STATED GOAL: Lay out only the material that begins at the line containing "Objective: detect black" and stops after the line containing "(13, 107), (28, 122)" as a two-column CSV headed instruction and response. Give one row for each text with its answer, and put each in a single quoted field with line breaks replaced by spaces.
------------------------------------------------------------
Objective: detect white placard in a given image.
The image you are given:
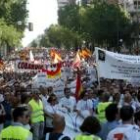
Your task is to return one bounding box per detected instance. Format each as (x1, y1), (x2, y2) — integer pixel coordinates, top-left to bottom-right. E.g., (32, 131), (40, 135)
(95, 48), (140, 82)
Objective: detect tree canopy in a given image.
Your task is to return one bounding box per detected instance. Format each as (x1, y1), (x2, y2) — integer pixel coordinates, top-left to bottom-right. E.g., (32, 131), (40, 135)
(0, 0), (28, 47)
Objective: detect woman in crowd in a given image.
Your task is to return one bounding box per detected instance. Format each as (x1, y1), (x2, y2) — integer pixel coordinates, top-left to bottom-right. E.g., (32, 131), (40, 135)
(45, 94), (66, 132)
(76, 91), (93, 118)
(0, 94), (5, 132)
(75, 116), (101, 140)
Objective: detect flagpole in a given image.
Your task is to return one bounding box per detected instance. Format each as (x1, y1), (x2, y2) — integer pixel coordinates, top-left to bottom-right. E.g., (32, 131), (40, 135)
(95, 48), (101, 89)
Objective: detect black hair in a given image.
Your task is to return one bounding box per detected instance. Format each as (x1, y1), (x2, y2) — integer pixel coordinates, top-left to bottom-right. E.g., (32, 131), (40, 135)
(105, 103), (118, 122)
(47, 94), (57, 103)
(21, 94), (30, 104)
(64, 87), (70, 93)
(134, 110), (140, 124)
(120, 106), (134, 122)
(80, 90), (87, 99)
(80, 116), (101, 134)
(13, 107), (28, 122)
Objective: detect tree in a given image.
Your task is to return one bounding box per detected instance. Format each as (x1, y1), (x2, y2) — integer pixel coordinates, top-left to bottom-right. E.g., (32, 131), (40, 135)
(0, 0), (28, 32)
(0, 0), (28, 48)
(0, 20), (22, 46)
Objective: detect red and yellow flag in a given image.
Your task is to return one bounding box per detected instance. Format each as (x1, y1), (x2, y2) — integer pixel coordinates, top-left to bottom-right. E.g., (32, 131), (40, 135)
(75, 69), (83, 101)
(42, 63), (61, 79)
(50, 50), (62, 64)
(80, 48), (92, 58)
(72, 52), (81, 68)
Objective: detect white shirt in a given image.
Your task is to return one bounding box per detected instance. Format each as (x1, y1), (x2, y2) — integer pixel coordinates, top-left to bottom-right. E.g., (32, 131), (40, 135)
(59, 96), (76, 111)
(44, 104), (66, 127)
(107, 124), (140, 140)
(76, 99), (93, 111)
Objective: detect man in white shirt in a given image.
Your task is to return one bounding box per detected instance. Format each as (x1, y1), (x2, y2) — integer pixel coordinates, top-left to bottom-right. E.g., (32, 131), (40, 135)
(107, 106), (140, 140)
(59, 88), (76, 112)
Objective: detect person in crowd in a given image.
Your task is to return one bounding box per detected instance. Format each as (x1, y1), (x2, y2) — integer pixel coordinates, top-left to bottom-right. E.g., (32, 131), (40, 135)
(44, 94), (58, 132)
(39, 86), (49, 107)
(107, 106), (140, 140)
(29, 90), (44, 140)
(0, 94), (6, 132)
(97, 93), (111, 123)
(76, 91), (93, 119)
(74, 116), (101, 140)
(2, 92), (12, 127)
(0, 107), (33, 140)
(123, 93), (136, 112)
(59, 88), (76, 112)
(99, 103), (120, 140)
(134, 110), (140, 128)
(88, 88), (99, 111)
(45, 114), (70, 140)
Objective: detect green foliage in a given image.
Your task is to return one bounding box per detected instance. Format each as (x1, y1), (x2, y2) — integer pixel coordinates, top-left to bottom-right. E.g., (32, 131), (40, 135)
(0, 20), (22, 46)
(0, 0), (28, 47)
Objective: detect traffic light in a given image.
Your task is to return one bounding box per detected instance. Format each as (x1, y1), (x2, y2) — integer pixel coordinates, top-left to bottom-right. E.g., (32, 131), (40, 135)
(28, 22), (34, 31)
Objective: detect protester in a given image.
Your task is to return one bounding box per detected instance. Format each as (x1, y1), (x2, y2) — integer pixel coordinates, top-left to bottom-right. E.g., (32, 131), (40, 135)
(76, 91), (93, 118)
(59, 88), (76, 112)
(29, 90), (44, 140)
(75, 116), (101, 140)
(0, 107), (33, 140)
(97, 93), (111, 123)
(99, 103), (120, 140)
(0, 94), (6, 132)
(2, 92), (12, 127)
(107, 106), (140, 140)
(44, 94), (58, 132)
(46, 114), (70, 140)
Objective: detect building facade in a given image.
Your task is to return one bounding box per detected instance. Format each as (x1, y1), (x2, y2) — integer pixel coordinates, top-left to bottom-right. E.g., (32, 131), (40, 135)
------------------------------------------------------------
WRITTEN RESPONSE:
instruction,response
"Objective: detect black hair in a given image. Your task is to return one bounding box per detected instance. Format each as (x1, y1), (x2, y2) — integer pixel coordinates, top-left to bottom-right. E.g., (32, 131), (40, 135)","(105, 103), (118, 122) (47, 94), (57, 103) (21, 94), (30, 104) (64, 87), (70, 93) (134, 110), (140, 124) (120, 106), (134, 122) (80, 90), (87, 99) (80, 116), (101, 134) (13, 107), (28, 122)"